Please rewrite the items below with every "notation" changed to "format" and everything else left unchanged.

* [Record list]:
* START *

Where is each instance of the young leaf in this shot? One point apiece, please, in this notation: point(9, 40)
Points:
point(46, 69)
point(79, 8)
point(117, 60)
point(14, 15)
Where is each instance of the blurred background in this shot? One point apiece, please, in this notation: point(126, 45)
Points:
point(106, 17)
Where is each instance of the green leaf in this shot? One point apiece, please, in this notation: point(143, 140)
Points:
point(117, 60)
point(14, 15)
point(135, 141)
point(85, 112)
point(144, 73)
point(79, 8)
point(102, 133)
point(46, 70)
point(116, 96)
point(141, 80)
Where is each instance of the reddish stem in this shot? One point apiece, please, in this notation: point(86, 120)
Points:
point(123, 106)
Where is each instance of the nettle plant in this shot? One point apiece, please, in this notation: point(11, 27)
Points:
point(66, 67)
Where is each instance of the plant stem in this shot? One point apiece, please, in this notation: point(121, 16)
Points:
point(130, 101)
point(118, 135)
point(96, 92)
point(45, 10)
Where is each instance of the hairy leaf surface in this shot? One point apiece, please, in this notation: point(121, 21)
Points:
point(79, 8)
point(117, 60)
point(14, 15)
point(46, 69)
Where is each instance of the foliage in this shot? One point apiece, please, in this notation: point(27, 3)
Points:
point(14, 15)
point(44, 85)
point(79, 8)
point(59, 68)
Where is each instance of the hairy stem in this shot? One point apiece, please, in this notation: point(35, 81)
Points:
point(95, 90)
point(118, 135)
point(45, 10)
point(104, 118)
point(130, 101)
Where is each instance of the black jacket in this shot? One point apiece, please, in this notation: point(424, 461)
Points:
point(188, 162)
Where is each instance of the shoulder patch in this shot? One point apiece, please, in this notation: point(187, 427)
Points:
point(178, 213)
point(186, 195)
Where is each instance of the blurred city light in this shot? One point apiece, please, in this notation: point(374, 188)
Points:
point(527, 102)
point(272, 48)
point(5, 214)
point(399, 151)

* END *

* [Reply to the exercise]:
Where is each instance of the young leaf in this shot? One point apiece, please, in this format: point(9, 40)
Points:
point(46, 69)
point(79, 8)
point(117, 60)
point(14, 15)
Where is each instance of the blurred background in this shot? One point apiece, please, in this format: point(126, 45)
Points:
point(106, 17)
Where is each instance of the green leaf in this shot? One point apiece, please, in this format: point(143, 140)
Points:
point(117, 60)
point(14, 15)
point(135, 141)
point(85, 112)
point(144, 73)
point(79, 8)
point(102, 133)
point(46, 70)
point(116, 96)
point(141, 80)
Where is each instance of the reddish stem in this shot? One point apiece, please, in this format: point(86, 120)
Points:
point(123, 106)
Where is each instance of the nettle plant in this shot? One point apiece, please, in this format: point(11, 27)
Points:
point(66, 67)
Where is each instance of the plant stem in this shot? One point apiece, please, in this format: point(121, 16)
Points:
point(130, 101)
point(118, 135)
point(96, 92)
point(45, 10)
Where is each instance of the hairy leaf surface in this shot? One point apiece, please, in this format: point(121, 21)
Points:
point(79, 8)
point(117, 60)
point(14, 15)
point(46, 69)
Where is each instance of the foliage in this shot? One point apiece, please, in this format: point(27, 3)
Points:
point(14, 15)
point(44, 85)
point(79, 8)
point(59, 68)
Where is each instance of the hairy stem in this shot? One point apiece, please, in this format: point(35, 81)
Points:
point(95, 90)
point(118, 135)
point(45, 10)
point(104, 118)
point(130, 101)
Where is each instance of the black jacket in this shot? One point apiece, please, in this format: point(424, 461)
Points:
point(188, 162)
Where is each instance of the shoulder patch in this shot? One point apiece, please, in this format: point(187, 427)
Points:
point(178, 213)
point(186, 195)
Where is each instance of the blurred city light in this shot? One point apiece, please, in this format: point(374, 188)
Points:
point(527, 102)
point(272, 48)
point(5, 214)
point(399, 151)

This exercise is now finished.